_Exercise_. In the material below, the lines from the one containing "target: <item>ride vehicle</item>" through the one containing "target: <item>concrete channel wall</item>" are to be given again exactly, ends included, and no others.

_Material supplied_.
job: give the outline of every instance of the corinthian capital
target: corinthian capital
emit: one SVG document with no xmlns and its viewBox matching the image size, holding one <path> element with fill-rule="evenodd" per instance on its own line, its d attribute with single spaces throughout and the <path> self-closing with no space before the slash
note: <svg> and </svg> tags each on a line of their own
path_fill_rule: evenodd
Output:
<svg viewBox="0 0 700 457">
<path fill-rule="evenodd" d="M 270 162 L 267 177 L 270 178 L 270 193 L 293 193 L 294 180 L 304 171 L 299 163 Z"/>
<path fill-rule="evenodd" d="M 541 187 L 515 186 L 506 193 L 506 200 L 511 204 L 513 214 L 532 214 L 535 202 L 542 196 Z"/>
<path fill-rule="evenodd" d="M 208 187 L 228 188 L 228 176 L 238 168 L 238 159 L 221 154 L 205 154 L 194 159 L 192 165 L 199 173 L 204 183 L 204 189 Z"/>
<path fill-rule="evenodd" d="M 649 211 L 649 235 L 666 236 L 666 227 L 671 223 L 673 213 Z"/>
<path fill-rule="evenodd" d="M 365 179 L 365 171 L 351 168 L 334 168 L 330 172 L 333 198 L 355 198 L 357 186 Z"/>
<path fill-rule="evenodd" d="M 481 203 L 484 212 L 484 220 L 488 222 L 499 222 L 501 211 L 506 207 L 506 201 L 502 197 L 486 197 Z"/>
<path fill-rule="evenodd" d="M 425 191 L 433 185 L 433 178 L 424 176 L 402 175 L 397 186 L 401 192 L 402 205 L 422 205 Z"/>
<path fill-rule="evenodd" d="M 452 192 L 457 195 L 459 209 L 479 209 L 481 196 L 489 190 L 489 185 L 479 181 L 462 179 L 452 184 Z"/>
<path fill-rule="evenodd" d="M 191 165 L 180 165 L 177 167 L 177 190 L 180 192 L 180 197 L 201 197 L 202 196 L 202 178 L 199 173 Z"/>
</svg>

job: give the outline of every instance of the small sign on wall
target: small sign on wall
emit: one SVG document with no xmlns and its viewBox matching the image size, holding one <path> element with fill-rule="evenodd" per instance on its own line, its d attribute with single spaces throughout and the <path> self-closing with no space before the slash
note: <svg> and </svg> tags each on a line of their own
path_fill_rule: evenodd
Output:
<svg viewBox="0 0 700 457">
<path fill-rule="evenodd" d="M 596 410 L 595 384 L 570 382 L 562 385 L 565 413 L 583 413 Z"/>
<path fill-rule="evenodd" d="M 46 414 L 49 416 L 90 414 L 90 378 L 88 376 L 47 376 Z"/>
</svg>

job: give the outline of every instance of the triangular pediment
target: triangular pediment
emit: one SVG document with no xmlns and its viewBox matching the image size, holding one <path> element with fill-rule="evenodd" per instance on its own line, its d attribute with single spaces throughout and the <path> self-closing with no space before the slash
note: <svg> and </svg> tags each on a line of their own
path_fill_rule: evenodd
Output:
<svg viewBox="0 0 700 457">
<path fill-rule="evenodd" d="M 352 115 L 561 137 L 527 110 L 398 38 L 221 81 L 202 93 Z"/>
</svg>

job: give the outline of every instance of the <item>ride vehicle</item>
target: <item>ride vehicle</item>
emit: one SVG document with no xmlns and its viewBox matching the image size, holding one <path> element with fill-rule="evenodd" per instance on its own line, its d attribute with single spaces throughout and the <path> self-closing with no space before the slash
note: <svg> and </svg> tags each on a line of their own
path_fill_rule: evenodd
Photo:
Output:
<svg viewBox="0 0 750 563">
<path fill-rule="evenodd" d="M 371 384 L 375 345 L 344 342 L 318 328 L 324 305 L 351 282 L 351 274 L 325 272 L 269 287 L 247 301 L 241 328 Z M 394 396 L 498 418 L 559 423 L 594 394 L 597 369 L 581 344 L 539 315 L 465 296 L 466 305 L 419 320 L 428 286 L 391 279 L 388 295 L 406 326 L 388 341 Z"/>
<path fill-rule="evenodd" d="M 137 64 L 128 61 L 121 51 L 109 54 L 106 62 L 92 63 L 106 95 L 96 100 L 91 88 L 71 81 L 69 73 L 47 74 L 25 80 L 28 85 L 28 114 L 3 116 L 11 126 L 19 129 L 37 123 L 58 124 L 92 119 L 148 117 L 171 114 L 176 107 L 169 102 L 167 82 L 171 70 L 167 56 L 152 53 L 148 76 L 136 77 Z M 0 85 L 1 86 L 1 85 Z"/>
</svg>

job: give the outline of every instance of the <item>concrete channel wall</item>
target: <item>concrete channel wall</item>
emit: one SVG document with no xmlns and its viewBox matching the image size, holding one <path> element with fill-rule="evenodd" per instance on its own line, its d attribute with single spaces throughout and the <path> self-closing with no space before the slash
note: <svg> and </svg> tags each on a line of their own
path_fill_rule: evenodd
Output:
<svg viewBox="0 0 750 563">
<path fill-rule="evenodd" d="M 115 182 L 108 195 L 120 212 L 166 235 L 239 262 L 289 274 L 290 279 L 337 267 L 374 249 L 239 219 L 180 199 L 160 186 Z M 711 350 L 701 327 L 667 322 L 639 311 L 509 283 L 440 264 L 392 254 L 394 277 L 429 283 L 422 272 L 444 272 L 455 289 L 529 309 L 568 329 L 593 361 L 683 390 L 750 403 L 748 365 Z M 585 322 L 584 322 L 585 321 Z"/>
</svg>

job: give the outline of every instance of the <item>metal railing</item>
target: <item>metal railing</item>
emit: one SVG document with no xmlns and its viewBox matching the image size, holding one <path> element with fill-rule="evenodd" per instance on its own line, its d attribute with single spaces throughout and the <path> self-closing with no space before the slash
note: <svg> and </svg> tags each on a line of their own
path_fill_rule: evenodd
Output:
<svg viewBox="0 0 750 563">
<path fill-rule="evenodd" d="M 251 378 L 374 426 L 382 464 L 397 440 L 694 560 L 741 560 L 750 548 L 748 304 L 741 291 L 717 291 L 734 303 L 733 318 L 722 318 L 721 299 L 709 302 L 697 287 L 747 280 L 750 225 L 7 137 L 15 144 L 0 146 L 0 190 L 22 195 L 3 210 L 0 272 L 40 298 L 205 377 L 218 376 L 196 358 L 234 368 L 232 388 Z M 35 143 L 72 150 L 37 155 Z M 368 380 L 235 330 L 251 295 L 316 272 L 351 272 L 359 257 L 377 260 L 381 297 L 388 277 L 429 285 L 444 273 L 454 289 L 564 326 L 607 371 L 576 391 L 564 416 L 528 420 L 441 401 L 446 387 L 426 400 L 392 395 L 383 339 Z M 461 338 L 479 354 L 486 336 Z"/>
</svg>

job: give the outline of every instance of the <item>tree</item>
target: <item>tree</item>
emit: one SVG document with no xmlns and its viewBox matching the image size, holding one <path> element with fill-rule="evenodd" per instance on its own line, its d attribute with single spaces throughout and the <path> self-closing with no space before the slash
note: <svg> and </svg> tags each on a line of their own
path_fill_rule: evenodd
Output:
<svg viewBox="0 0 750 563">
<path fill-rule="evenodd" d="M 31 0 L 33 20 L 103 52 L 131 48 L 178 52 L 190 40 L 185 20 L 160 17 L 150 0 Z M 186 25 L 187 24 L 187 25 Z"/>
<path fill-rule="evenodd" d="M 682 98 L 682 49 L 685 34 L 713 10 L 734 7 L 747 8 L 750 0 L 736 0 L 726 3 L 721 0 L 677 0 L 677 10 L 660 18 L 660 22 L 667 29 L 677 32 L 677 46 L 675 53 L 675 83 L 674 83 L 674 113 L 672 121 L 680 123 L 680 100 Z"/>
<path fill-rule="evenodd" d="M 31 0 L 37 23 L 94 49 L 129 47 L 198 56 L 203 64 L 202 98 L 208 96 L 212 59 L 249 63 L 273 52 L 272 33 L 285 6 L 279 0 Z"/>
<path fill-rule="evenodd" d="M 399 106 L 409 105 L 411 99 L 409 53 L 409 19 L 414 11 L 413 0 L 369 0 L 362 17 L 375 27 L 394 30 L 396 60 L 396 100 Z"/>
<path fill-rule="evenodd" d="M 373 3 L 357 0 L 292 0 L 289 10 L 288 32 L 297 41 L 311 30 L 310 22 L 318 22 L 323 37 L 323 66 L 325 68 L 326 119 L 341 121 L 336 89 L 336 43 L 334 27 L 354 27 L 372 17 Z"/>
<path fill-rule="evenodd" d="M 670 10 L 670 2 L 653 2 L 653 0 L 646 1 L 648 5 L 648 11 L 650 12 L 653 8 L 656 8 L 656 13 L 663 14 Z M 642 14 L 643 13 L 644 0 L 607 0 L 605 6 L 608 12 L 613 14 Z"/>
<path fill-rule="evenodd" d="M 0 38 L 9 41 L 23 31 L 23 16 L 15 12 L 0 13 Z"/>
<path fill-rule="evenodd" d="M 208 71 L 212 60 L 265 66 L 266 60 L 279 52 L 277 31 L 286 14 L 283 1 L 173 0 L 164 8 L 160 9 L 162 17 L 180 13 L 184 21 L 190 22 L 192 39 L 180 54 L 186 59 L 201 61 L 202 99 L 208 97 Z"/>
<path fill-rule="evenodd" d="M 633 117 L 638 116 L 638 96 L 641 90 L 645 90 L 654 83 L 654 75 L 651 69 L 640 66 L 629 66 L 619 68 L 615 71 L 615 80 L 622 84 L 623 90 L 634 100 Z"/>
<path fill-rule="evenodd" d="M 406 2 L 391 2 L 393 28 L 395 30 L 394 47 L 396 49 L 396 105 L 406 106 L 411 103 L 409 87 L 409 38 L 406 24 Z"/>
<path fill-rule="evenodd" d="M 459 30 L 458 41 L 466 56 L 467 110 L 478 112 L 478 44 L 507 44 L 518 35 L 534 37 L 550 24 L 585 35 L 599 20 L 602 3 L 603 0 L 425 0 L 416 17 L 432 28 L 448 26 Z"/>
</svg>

_Reply to the task_.
target: <item>ride vehicle</item>
emit: one SVG document with no xmlns and its viewBox matching the image size, holding one <path> element with fill-rule="evenodd" per instance on its own line, its d attribute with single spaces throughout and the <path> self-closing with no space before the slash
note: <svg> and </svg> tags each on a line of their own
path_fill_rule: evenodd
Photo:
Output:
<svg viewBox="0 0 750 563">
<path fill-rule="evenodd" d="M 371 384 L 375 345 L 344 342 L 318 328 L 324 305 L 351 282 L 351 274 L 325 272 L 269 287 L 247 301 L 241 328 Z M 394 396 L 498 418 L 559 423 L 594 394 L 597 369 L 581 344 L 539 315 L 465 296 L 466 305 L 419 320 L 428 286 L 391 279 L 388 295 L 406 326 L 388 341 Z"/>
<path fill-rule="evenodd" d="M 137 64 L 128 61 L 121 51 L 109 54 L 106 62 L 92 63 L 106 95 L 96 100 L 91 88 L 71 81 L 69 73 L 47 74 L 25 80 L 28 85 L 28 114 L 3 116 L 11 126 L 19 129 L 37 123 L 58 124 L 92 119 L 148 117 L 171 114 L 176 107 L 169 102 L 167 82 L 171 70 L 167 56 L 152 53 L 148 76 L 136 77 Z M 0 85 L 1 86 L 1 85 Z"/>
</svg>

job: give the outline of every instance of the <item>concrete channel wall</item>
target: <item>concrete channel wall</item>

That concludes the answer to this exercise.